Your goal |
Copy out every one of the items below, swapping each "Target" for "Object" and keeping everything else unchanged.

* * *

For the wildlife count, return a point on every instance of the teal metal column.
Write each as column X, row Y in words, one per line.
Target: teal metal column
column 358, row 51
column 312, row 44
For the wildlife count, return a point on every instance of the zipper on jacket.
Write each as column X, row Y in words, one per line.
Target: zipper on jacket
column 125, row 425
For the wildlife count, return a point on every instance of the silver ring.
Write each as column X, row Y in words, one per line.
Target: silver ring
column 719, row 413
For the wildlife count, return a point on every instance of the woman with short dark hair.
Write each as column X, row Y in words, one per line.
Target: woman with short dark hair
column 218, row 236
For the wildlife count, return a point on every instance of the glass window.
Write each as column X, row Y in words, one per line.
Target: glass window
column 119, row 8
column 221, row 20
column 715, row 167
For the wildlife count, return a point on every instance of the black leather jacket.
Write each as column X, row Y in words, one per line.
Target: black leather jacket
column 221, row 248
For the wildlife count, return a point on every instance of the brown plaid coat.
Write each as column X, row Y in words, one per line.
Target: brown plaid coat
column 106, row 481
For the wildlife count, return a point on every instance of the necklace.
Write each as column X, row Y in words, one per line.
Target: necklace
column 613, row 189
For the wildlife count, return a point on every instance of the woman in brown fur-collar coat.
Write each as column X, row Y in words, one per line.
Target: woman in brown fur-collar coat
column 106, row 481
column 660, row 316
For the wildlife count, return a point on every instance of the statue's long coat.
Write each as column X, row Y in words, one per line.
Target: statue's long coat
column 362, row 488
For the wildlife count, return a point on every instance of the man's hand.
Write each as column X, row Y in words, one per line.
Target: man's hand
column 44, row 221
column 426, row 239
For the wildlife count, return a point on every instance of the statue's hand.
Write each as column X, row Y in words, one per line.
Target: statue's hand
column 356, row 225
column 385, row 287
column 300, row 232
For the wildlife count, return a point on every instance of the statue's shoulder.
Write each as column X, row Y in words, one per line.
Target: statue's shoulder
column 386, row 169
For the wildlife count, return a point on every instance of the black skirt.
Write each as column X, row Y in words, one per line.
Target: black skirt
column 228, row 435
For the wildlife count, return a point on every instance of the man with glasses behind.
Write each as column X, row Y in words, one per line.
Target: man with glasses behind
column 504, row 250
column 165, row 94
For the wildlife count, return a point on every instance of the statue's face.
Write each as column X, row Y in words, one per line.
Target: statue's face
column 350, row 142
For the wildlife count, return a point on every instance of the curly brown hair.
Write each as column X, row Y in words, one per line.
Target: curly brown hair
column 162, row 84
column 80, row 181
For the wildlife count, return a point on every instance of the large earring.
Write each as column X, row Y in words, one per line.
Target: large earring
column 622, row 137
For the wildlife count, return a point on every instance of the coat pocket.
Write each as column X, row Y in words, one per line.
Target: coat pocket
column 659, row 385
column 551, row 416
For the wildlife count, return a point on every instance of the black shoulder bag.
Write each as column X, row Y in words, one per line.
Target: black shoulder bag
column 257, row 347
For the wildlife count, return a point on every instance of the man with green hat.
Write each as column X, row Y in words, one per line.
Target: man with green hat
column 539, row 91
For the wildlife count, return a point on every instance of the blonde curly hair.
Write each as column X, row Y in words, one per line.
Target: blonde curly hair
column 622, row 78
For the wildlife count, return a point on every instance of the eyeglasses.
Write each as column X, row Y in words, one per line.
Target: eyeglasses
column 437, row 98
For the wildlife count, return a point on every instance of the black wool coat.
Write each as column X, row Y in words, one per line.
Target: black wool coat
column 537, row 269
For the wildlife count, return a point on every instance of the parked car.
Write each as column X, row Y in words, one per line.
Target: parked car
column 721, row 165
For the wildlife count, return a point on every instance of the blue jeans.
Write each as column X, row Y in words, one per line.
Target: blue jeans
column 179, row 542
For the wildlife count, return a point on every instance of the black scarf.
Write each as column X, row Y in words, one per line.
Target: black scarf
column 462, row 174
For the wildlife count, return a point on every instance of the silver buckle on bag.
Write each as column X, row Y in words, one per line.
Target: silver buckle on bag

* * *

The result |
For the wildlife count, return a point on every instance of the teal metal column.
Write each as column X, row Y in words, one per line.
Object: teal metal column
column 358, row 51
column 312, row 44
For the wildlife count, return a point on every instance of the zipper on jacket.
Write each as column X, row Y in words, one per line.
Object: zipper on jacket
column 125, row 425
For the wildlife count, return a point on every instance of the silver ring.
Write each as column X, row Y in words, one per line.
Object: silver ring
column 719, row 413
For the wildlife count, return a point on every instance of the woman with short dark hair.
Write each as column X, row Y in words, one per line.
Object: woman with short dark hair
column 218, row 236
For the wildlife count, return a point on every instance of the glass window.
Write each as column X, row Y in words, one per line.
Object: glass window
column 119, row 8
column 221, row 20
column 715, row 167
For the wildlife count, return a point on every instance of the black leather jacket.
Write each as column X, row Y in words, one per line.
Object: black leather jacket
column 221, row 248
For the wildlife count, return a point on every instance of the brown plaid coat.
Write each as column X, row Y in words, one per line.
Object: brown plaid coat
column 106, row 481
For the wildlife count, return a point on every instance of the necklace.
Write each as column X, row Y in words, one per line.
Object: necklace
column 613, row 189
For the wildlife count, return a point on every instance of the woman in brown fur-collar coat.
Write each as column X, row Y in words, one per line.
Object: woman in brown fur-collar coat
column 106, row 481
column 660, row 316
For the wildlife count, return a point on every instance of the statue's long coat.
Write each as column X, row Y in words, one per line.
Object: statue's long coat
column 362, row 488
For the wildlife count, return a point on every instance of the man's hand.
Write each as column X, row Y in words, one per line.
Object: man's hand
column 44, row 221
column 426, row 239
For the wildlife count, return a point on every instance of the statue's hand.
Write each as column X, row Y in words, one per line.
Object: statue's hand
column 356, row 225
column 385, row 287
column 300, row 232
For the wildlife count, return a point on every instance of the statue's shoulder.
Write each as column X, row Y in words, one per line.
Object: statue's shoulder
column 386, row 169
For the wildlife count, return a point on every instance of the black skirt.
Write each as column X, row Y in words, one per line.
Object: black skirt
column 228, row 435
For the wildlife count, return a point on every instance of the man with glasses behind.
Write each as column X, row Y in words, one per line.
Object: man with glasses behind
column 504, row 250
column 165, row 94
For the wildlife count, return a point on every instance of the statue's face.
Write each as column X, row Y in words, one per line.
Object: statue's face
column 350, row 142
For the wildlife count, return a point on every instance of the curly brown hair.
Write each as column X, row Y in words, one per line.
Object: curly brown hair
column 162, row 84
column 80, row 181
For the wildlife count, return a point on every instance of the large earring.
Write each as column X, row Y in words, one per line.
Object: large earring
column 622, row 137
For the wildlife count, return a point on every instance of the coat pocket.
Write each as column X, row Y in words, one per line.
Object: coat pocket
column 659, row 385
column 551, row 416
For the wildlife count, return a point on every instance of the black shoulder bag.
Write each as column X, row Y in words, one per line.
Object: black shoulder bag
column 257, row 347
For the wildlife count, return a point on every instance of the man with green hat.
Write each as column X, row Y in words, one per line.
Object: man with green hat
column 539, row 91
For the wildlife count, return a point on every instance of the blonde curly hair.
Write each as column X, row Y in words, one per line.
Object: blonde curly hair
column 622, row 78
For the wildlife count, return a point on every instance of the eyeglasses.
Write each as column X, row Y in words, one per line.
Object: eyeglasses
column 437, row 98
For the wildlife count, return a point on every instance of the black wool coat.
Write each as column X, row Y in words, one per line.
Object: black wool coat
column 537, row 269
For the wildlife count, return a point on every instance of the parked car.
Write each as column X, row Y in words, one per line.
Object: parked car
column 721, row 165
For the wildlife count, return a point on every instance of the blue jeans.
Write each as column X, row Y in words, one per line.
Object: blue jeans
column 179, row 542
For the wildlife count, return a point on every instance of the black scarf.
Write each as column X, row Y in words, one per line.
Object: black scarf
column 462, row 174
For the wildlife count, return a point on every instance of the silver buckle on bag.
Write each as column X, row Y in words, one per line.
Object: silver buckle on bag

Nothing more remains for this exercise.